Objective:
Copy out every item below word for word, leaving the pictures out of your answer.

====== Material shown

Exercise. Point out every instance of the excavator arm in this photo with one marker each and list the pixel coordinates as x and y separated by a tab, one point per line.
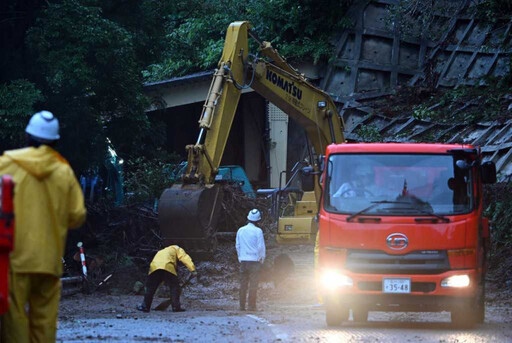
187	211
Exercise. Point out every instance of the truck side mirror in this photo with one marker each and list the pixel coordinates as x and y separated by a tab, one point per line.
307	179
321	163
488	172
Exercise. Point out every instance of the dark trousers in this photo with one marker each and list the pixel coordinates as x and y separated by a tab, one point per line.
249	278
154	280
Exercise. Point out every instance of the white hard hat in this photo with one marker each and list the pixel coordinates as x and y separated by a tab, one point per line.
43	126
254	215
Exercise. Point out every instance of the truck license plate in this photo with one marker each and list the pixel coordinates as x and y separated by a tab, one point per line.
396	285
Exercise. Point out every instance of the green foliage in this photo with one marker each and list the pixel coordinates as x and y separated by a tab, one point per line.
422	112
491	11
91	78
17	100
299	29
369	133
498	201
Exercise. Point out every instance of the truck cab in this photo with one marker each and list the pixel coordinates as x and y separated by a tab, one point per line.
401	229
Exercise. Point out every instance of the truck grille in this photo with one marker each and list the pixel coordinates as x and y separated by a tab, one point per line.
379	262
424	287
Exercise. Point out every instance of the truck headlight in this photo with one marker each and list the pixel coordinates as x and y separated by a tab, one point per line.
456	281
332	279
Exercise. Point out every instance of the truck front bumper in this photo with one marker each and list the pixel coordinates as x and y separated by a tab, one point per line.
426	295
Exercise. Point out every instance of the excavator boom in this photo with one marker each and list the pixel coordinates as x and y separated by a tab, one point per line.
189	210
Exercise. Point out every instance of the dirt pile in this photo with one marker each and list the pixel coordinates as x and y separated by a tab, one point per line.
121	241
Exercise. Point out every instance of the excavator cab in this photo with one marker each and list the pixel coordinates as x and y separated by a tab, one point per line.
190	209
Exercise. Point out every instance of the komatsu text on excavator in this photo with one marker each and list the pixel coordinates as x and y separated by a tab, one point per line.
189	210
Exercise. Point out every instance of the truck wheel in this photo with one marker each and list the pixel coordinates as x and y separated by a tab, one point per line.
335	315
360	314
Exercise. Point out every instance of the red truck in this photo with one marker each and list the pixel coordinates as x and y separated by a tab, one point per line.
401	228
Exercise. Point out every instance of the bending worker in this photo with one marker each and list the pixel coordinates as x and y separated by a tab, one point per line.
250	248
164	268
48	200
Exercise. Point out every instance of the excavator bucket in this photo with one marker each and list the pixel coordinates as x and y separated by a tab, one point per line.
188	216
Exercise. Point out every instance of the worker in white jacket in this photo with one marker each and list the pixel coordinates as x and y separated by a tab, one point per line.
250	248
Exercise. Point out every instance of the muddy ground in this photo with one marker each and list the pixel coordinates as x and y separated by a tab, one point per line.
290	312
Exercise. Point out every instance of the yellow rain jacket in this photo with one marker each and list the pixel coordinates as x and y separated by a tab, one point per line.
48	200
168	258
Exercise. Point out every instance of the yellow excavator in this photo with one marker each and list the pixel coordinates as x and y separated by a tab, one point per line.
189	211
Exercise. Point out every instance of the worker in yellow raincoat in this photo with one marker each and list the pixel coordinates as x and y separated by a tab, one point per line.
164	268
48	200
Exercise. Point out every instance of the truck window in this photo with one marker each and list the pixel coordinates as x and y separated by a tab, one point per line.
413	184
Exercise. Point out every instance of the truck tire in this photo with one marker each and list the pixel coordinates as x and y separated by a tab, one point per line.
360	314
335	315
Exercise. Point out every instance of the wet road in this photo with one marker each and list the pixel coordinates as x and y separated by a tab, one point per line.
290	313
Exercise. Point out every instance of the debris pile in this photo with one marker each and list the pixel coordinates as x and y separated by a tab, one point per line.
122	241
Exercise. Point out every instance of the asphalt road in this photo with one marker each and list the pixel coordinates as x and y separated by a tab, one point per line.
290	313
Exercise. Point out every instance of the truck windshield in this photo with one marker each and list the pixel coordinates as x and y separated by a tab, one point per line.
403	184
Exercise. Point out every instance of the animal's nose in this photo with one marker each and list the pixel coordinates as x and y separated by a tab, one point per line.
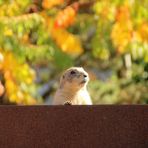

============

Exercise response:
Exercise. Point out every instance of the excavator arm in this photo with one marker each and list the pixel coordinates as x and y separated by a tab, one point per line.
187	211
Exercise. Point out every instance of the truck side mirror in this photo with one marker each and list the pixel coordinates as x and y separated by a tab, one point per line.
307	179
321	163
488	172
Exercise. Point out every instance of the dark trousers in this photo with one marker each and list the pixel coordinates as x and y separated by a tab, one point per line.
249	278
154	280
Exercise. Point out every instance of the white hard hat in this photo with one marker each and list the pixel coordinates as x and y separated by a tab, one point per line.
43	126
254	215
Exercise. Point out every instance of the truck license plate in this photo with one marker each and list the pixel coordinates as x and y separated by a tab, one point per line.
396	285
Exercise. Point out every instance of the green foliage in this photo with one marker each and list the pixel coordinates as x and y separated by a tab, one point per line.
422	112
491	11
91	78
17	100
299	29
369	133
498	201
Exercise. Point out every instance of the truck cab in this photo with one marker each and list the pixel coordinates as x and y separated by a tab, one point per line.
401	229
Exercise. Point out every instance of the truck grille in this photo with one marker each and list the pixel coordinates as x and y separated by a tab, one point per line.
379	262
424	287
Exercise. Point out every instance of the truck headlight in this photo with one marker each and list the pixel coordinates as x and y separated by a tab, one point per line.
456	281
332	279
Exercise. Point out every instance of the truck front bumper in this photo with one marker each and list the pixel coordinates as x and y separated by a tab, one point per line.
426	295
Exercise. Point out every instance of the excavator boom in this photo with one marker each and list the pixel coordinates as x and y separated by a tab, one point per line.
189	210
Exercise. Point out every instance of the dirt pile in this photo with one marker each and list the pixel coordinates as x and y separated by a tab, one point per line.
121	241
Exercise. Point out every instance of the excavator cab in this photo with one marker each and list the pixel coordinates as x and y separated by a tab, one point per line.
190	209
Exercise. Point out every instance of the komatsu text on excavator in this photo with one marker each and list the pixel coordinates as x and y separated by a tab, one point per line.
189	210
Exercise. Point out every instance of the truck wheel in this photo with one marker each and list the pixel coordinates as x and y separated by a tab, one point per line.
335	315
360	314
Exercise. Point out every instance of the red truck in this photo with one marker each and list the pixel coordinates as x and y separated by a tab, one point per line.
401	228
Exercise. Point out every instance of the bending worker in this photo with one marker each and list the pixel coordinates as x and y separated by a tab, one point per line.
250	248
164	268
48	200
Exercise. Point out every instance of the excavator bucket in this photo with one marker each and list the pixel coordinates as x and y separated by a tab, one point per line.
188	216
Exercise. Point out every instance of the worker in white jacket in this photo with one marker each and list the pixel coordinates as x and y separated by a tab, one point per line.
250	248
Exercise. Point out every instance of the muddy ground in this photo with one marker each and list the pixel coordinates as x and y separated by a tab, one point per line.
290	312
Exercise. Point out every instance of the yellow rain jacket in this photo with one marker each and list the pixel coordinates as x and y separated by a tab, one point per line.
48	200
168	258
Exercise. Point out every instance of the yellow excavator in this photo with one marker each and list the pixel coordinates as x and y separated by a tab, one point per line.
189	211
Exercise. Point out every instance of the worker in yellow raincoat in this photo with one marker each and list the pixel coordinates as x and y separated by a tab, one point per line.
164	268
48	200
Exercise. Point out every instance of the truck window in this photo with one marker each and list the pixel coordinates as x and y separated by a tab, one point per line.
413	184
Exercise. Point out every instance of the truck tire in this photo with one marker each and list the pixel coordinates as x and y separated by a tab, one point per line.
360	314
335	315
Exercise. Point out every instance of the wet road in this photo with one marker each and list the pixel coordinates as x and y separated by a tab, one point per line.
290	313
Exercise. Point out every instance of the debris pile in this photo with one marker each and list the pixel coordinates as x and y separated by a tab, one point per line.
122	241
Exercise. Point out every instance of the asphalt road in this photo with one marker each and list the pixel coordinates as x and y separated by a tab, one point per line.
290	313
Exercise. Point out every instance of the truck windshield in this photo with one marker each and list the pixel coordinates as x and y separated by a tab, one point per line.
403	184
Exercise. Point out every instance of the animal's nose in this photo with one marker each and list the pixel coordinates as x and y separated by a tab, one point per line.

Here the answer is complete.